- GIVEN INSTRUCTION: Copy the part of the listing below that begins with the line containing "Exercise. Pin every instance of the stone arch" and continues through the end of the listing, keeping every character unchanged.

▬▬▬

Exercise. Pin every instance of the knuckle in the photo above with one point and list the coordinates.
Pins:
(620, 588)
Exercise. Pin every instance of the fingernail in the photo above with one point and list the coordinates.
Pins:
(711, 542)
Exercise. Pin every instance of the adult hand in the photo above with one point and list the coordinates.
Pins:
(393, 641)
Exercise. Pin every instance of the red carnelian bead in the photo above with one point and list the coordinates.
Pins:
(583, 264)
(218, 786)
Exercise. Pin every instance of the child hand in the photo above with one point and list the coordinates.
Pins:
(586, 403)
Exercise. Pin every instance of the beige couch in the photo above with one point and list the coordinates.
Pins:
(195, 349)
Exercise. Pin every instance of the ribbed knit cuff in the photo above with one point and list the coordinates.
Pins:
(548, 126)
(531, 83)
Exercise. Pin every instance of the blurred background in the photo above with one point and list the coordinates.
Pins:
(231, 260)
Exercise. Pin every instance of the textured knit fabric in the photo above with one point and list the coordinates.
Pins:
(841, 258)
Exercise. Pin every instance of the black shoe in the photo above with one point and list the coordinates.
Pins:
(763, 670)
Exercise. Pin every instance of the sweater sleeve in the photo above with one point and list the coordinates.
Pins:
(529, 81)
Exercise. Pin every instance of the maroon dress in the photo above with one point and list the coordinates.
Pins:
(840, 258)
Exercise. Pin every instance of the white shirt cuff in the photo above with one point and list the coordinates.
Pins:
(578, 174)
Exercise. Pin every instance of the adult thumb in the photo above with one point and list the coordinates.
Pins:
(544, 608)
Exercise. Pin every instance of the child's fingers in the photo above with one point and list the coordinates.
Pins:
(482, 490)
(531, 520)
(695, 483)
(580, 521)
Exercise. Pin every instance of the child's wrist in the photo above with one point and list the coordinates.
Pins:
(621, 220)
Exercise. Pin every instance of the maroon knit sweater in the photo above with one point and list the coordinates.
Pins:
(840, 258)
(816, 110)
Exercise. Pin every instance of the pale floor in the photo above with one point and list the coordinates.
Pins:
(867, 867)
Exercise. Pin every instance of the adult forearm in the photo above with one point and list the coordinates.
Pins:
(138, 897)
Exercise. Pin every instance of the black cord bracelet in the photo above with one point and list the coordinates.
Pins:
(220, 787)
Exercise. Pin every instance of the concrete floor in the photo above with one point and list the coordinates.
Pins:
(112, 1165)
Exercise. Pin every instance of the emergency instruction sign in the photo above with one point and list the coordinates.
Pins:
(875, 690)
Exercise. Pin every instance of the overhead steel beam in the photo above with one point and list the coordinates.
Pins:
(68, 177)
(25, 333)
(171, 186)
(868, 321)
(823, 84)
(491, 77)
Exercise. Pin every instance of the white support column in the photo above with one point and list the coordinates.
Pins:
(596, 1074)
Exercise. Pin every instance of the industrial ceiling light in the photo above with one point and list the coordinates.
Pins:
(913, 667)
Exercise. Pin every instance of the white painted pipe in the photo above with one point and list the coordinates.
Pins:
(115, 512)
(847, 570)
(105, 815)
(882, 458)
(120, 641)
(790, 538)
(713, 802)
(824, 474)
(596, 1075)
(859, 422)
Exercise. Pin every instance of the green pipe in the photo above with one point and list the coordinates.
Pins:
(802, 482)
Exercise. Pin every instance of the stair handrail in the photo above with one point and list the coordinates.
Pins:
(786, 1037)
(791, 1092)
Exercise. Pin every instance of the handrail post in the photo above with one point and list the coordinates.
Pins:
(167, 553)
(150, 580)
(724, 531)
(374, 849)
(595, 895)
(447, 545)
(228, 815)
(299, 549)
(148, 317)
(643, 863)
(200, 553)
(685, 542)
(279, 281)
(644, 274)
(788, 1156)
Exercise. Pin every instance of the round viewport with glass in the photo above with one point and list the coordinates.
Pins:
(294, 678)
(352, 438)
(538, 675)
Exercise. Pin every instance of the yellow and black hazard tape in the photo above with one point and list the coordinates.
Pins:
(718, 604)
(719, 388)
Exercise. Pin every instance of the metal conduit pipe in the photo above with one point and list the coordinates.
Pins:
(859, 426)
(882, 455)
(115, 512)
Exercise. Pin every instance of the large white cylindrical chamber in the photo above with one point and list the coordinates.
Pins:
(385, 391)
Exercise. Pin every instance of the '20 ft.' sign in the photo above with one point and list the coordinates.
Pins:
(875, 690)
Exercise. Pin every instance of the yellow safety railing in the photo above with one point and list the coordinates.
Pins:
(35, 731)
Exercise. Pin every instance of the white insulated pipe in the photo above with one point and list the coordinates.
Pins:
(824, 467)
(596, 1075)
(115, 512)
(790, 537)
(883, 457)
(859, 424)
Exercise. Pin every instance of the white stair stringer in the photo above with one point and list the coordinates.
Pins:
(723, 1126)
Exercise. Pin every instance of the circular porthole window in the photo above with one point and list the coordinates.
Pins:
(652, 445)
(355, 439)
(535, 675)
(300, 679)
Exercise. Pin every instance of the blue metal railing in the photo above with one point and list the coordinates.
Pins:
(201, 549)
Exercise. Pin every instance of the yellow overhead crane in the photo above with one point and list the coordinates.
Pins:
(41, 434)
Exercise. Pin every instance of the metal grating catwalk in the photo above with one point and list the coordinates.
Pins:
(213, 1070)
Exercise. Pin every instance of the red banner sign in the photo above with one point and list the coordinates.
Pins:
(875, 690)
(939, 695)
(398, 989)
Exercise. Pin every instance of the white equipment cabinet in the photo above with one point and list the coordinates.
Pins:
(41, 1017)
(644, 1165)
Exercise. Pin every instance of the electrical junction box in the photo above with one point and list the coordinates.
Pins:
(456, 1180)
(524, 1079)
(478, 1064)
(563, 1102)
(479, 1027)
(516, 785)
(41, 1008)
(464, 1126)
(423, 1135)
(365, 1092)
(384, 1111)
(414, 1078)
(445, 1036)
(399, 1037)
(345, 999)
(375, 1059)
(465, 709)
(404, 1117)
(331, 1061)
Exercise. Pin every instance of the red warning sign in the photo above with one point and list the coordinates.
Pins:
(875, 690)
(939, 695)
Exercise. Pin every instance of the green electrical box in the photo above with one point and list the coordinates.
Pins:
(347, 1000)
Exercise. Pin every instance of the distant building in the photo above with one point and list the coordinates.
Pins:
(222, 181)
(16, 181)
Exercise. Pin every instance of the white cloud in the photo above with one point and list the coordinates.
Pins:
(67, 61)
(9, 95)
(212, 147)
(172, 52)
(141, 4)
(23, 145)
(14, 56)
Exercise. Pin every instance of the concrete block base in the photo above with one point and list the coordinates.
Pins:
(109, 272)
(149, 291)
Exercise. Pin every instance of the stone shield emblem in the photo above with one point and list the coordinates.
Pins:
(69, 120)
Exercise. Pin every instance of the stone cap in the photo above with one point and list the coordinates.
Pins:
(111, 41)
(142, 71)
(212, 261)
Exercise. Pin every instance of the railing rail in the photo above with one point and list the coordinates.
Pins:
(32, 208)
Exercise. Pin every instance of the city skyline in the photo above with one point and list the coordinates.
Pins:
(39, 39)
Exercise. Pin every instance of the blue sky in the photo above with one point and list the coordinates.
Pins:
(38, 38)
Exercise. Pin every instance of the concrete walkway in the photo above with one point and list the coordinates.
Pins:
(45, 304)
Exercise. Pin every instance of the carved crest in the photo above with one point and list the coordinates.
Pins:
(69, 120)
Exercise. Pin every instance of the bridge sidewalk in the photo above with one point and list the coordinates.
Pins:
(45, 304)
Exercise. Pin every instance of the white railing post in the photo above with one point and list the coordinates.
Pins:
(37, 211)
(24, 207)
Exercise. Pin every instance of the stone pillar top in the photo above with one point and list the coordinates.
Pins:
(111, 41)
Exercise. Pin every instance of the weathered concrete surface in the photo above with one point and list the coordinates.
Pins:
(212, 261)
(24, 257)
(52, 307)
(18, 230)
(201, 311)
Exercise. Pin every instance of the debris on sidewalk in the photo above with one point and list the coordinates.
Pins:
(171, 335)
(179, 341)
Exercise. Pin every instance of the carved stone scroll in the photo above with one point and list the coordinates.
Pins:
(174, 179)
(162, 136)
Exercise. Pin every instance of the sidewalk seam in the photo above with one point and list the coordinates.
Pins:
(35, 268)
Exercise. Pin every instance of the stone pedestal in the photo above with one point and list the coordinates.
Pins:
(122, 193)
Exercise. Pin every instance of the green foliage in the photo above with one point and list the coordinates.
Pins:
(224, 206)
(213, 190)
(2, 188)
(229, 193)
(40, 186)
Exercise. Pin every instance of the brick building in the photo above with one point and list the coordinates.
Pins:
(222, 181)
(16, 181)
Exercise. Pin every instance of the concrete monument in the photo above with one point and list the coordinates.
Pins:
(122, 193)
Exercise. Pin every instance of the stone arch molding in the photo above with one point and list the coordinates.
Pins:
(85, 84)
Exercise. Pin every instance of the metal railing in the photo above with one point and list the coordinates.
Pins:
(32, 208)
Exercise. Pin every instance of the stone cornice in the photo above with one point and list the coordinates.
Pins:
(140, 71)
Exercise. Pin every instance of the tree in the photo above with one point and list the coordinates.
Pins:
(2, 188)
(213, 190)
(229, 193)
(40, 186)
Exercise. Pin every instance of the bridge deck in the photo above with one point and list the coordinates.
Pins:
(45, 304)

▬▬▬

- TASK RESULT:
Exercise. Pin every instance of the stone arch molding in the photo above with one point and list the coordinates.
Pins:
(85, 84)
Exercise. Pin every instance of the metal railing in the photo above with one point and list the coordinates.
Pins:
(32, 208)
Exercise. Pin every instance of the stone cornice in the photo above with one point and list the coordinates.
Pins:
(140, 71)
Exercise. Pin every instance of the tree in the photo above with one point and list the coordinates.
Pins:
(2, 188)
(213, 190)
(229, 193)
(40, 186)
Exercise. Pin every instance of the bridge deck in the photo above with one point and list the coordinates.
Pins:
(45, 304)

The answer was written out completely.